Location labeling data:
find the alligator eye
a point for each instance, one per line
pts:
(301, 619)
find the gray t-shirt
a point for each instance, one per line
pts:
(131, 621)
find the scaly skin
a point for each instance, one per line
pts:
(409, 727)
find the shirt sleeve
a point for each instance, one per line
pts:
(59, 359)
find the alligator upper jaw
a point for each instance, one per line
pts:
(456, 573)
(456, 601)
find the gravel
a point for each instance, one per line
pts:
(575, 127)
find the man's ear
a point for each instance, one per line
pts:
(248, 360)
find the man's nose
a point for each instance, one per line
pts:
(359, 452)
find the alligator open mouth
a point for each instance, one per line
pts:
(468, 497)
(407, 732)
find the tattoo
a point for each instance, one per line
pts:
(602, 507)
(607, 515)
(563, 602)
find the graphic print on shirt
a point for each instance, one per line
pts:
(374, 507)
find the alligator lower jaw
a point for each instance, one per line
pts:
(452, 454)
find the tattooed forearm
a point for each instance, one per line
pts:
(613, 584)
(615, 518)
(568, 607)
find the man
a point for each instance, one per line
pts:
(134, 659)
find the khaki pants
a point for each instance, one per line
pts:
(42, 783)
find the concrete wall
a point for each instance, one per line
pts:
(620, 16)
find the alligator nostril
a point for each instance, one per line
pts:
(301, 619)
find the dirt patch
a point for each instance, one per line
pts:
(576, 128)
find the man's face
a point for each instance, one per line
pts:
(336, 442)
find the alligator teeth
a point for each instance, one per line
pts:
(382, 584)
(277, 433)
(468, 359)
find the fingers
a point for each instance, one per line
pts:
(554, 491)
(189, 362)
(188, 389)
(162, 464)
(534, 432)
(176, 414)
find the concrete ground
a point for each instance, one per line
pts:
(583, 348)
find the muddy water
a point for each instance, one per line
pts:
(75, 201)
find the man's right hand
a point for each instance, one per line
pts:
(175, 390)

### Problem to work on
Reproduce all of the data above word for word, keeping every line in its original order.

### Output for this task
find the alligator eye
a point for each instance, one per line
pts:
(301, 619)
find the gray t-shirt
a point for each instance, one per line
pts:
(131, 621)
find the scaly skin
a point for each instance, one per line
pts:
(409, 727)
find the shirt sleeve
a point for each instance, one per line
pts:
(59, 359)
find the alligator upper jaw
a point for each instance, one per line
pts:
(456, 573)
(456, 601)
find the gravel
a point for each instance, one per line
pts:
(575, 127)
find the man's ear
a point for each instance, one per line
pts:
(248, 360)
find the man's nose
a point for each instance, one per line
pts:
(359, 452)
find the alligator open mouth
a point for each instance, one per line
pts:
(468, 497)
(407, 732)
find the tattoo
a point for each instance, one per line
pts:
(602, 507)
(607, 515)
(563, 602)
find the graphic print on shirt
a point for each instance, one per line
pts:
(374, 507)
find the alligator lower jaw
a point for each instance, one per line
pts:
(452, 454)
find the tattooed forearm
a point for each instance, one per line
pts:
(613, 584)
(615, 518)
(568, 607)
find the man
a point for each instance, one per line
pts:
(134, 659)
find the khaki pants
a point for each instance, one per line
pts:
(42, 783)
find the concrete wall
a point for each instance, one per line
pts:
(620, 16)
find the alligator nostril
a point for each instance, one per line
pts:
(301, 619)
find the dirt patch
a point for each instance, one per line
pts:
(576, 128)
find the man's face
a point for each instance, one per line
pts:
(336, 442)
find the alligator teeth
a point for each instance, one per line
pts:
(382, 584)
(277, 433)
(468, 359)
find the fingers
a point for each instance, one per line
pts:
(554, 491)
(189, 362)
(188, 389)
(162, 464)
(534, 432)
(176, 414)
find the concrete ground
a point for each instance, one per line
pts:
(583, 348)
find the muddy water
a point for each instance, one per line
pts:
(75, 201)
find the man's right hand
a point for each instance, one per line
pts:
(175, 390)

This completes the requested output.